Source records

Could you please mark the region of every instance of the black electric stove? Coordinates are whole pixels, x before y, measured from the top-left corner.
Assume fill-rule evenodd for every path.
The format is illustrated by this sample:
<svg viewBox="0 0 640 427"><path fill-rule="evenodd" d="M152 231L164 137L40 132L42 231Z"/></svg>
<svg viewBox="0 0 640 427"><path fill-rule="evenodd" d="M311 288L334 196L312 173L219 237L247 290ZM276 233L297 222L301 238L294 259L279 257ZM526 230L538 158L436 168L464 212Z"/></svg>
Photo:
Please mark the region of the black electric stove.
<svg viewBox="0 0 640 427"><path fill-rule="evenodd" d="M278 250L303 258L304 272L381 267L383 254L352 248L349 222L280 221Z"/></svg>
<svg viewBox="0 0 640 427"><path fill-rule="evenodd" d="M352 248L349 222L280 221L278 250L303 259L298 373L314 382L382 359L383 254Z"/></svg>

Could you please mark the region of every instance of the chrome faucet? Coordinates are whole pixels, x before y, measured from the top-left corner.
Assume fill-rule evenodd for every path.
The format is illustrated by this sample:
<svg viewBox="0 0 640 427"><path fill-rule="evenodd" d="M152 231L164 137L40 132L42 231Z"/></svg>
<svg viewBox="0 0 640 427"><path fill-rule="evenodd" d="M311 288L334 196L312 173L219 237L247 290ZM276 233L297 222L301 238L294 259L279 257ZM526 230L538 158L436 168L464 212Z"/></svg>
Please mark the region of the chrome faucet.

● **Task item**
The answer must consist of every line from the entries above that contains the string "pixels".

● **Your response**
Could you please mark the region of every instance of the black electric stove? Coordinates are whole pixels, x before y, measured from the top-left corner.
Could you please mark the region of every instance of the chrome faucet? Coordinates are whole pixels, x before y, measured from the top-left corner.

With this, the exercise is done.